Excerpts from point annotation data:
····················

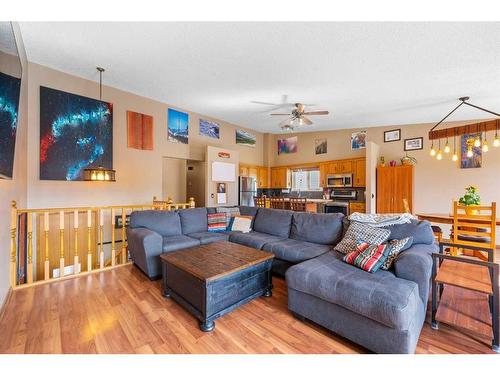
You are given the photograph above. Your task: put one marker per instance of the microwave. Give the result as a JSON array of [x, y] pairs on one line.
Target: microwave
[[339, 180]]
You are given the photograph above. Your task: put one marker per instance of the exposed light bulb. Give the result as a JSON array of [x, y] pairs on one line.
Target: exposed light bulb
[[469, 152], [447, 148], [496, 141], [485, 146]]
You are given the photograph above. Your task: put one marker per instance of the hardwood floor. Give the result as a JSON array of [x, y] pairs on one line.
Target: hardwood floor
[[121, 311]]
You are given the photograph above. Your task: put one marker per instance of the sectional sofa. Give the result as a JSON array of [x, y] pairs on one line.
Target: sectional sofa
[[382, 311]]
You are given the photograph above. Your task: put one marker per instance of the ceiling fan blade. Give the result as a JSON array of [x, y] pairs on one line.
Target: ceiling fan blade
[[306, 121], [314, 113]]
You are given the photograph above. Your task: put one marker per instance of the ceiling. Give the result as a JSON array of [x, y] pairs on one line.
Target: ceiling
[[365, 74]]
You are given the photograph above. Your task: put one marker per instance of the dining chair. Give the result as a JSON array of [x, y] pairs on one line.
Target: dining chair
[[298, 204], [278, 202], [456, 271], [259, 202]]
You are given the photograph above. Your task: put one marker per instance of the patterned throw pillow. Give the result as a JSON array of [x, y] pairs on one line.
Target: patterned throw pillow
[[358, 233], [216, 222], [367, 257], [395, 248], [229, 211], [240, 224]]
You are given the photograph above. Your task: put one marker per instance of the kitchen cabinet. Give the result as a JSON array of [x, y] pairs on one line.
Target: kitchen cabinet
[[359, 173], [280, 178], [394, 184]]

····················

§ WRITTEN TASK:
Repeat each record exactly, with the pictures left out.

§ OUTPUT BELOW:
You are given the photograph above. Your task: put one marker per instance of the microwave. Give the result as a JSON array of [x, y] pairs on one line.
Target: microwave
[[339, 180]]
You are given the photograph above. Your task: put one marker per instance of the exposed light bulb. Give the result as a JSON array of [x, y] pairs on one line.
Target: exposed light bulb
[[469, 152], [447, 148], [496, 141], [485, 146]]
You are given the photograph above. Your task: put one marker per instance of the hardwood floor. Give the result as a JSON array of [x, y] pairs on one line.
Target: hardwood floor
[[121, 311]]
You are given the photograph above. Your task: put one marker per instance of the sectional sofa. Give the result as a JSON array of [x, y] pairs on one line.
Target: sectional sofa
[[382, 311]]
You are given the photograph above. Your task: put one marker per instance of the ceiling fan blade. Give the result as a JSON array of [x, y] pairs on one line.
Target: ceiling fan blade
[[306, 121], [314, 113]]
You are given the photograph above. Your task: put one marker per instance of the ceiling. Give the result as a JSON array of [x, y] pairs on one line.
Target: ceiling
[[365, 74]]
You are given the photograph above. Your task: put one marker per instance of the dining chair. Give the result as a JSON array of [x, y] pairs on one line.
Target: dining chair
[[298, 204], [278, 202], [456, 271], [259, 202]]
You are given the photograph above. Your task: put one marker per instance of the patterned throw pillow. Give the result as a JSON array of [x, y] pairs on one line.
Target: patterned throw pillow
[[358, 233], [216, 222], [367, 257], [395, 248], [229, 211], [240, 224]]
You are given the photograph above. Your task: put one marker per instance of the kitchen cabinet. Give the result as a JSON array of [x, y] pairs on one line.
Target: kitchen cabinet
[[359, 173], [280, 178], [394, 184]]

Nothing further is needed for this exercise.